PROVIDED DATA:
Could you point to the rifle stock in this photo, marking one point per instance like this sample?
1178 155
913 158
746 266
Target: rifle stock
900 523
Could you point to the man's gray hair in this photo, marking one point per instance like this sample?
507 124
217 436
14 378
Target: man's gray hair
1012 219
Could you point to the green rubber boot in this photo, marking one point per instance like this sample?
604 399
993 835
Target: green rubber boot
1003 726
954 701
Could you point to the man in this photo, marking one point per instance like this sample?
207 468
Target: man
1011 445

==

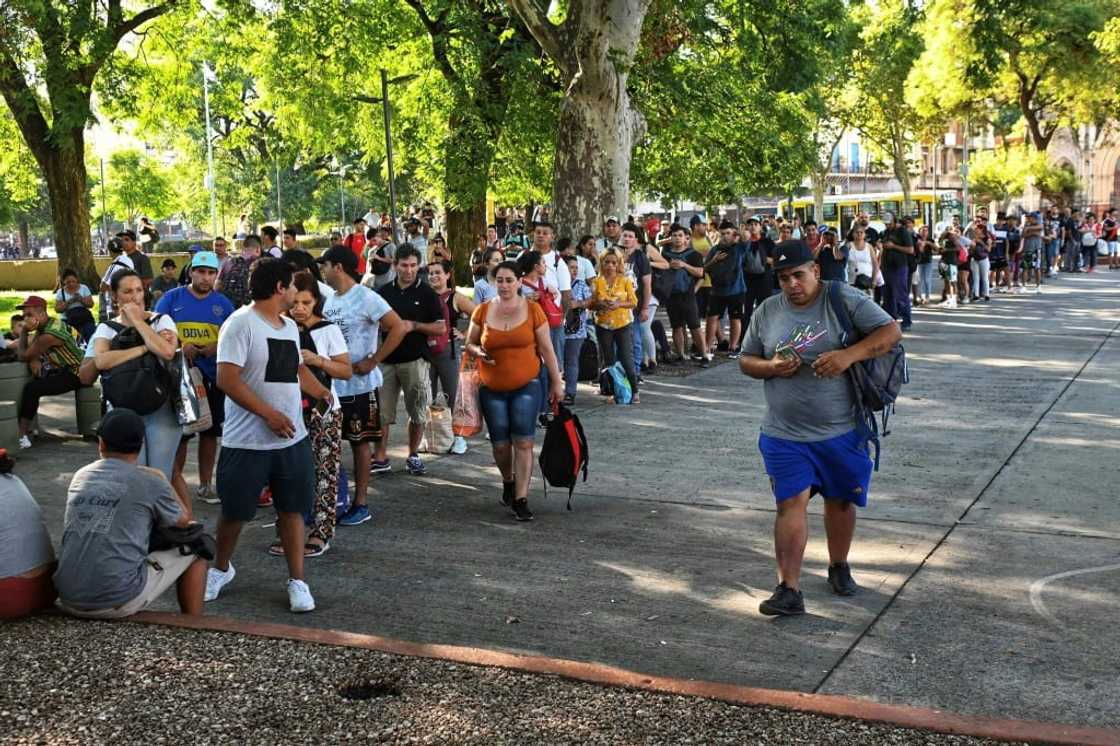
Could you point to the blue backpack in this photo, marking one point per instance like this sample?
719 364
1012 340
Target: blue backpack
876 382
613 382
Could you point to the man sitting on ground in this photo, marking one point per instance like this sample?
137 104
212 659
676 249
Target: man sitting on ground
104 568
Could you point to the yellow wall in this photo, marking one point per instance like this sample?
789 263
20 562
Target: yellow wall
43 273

---

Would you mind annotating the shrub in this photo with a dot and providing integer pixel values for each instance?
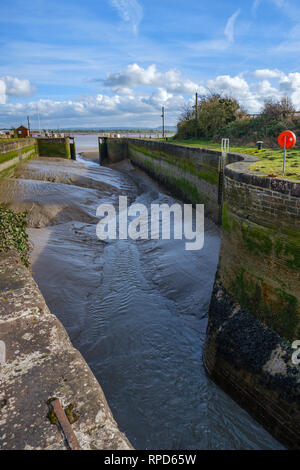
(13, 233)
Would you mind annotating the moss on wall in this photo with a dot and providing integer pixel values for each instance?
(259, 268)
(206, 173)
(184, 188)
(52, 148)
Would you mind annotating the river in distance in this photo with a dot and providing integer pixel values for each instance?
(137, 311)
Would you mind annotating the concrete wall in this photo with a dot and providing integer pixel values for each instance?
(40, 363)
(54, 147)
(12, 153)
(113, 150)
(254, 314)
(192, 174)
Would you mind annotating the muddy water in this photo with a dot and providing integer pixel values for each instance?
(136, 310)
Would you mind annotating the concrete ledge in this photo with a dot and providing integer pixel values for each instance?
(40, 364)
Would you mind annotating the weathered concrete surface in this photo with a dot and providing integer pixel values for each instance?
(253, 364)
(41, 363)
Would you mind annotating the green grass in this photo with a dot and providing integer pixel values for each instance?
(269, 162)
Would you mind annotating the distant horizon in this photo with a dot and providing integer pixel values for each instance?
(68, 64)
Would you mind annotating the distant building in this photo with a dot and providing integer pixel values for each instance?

REQUIREMENT: Lines of the listing above that contain the word "Could" must all be copied.

SOLUTION FOR THIS TASK:
Could you point to the rifle stock in this photo, marking one point per instance like this sample?
Could you point to the man's gray hair in this photo, marking one point per instance like this sample?
Could you point to the green rubber boot in this photo, marking one point per instance like this sample?
Could you point to the man in this photo, marking one point per instance like this sample?
Could you point to the blue backpack in this photo, marking one point per instance like this sample?
Could you point to the man sitting on ground in this photo, marking one point per instance like this sample?
Could you point to the yellow wall in this photo, marking one point per instance like this sample?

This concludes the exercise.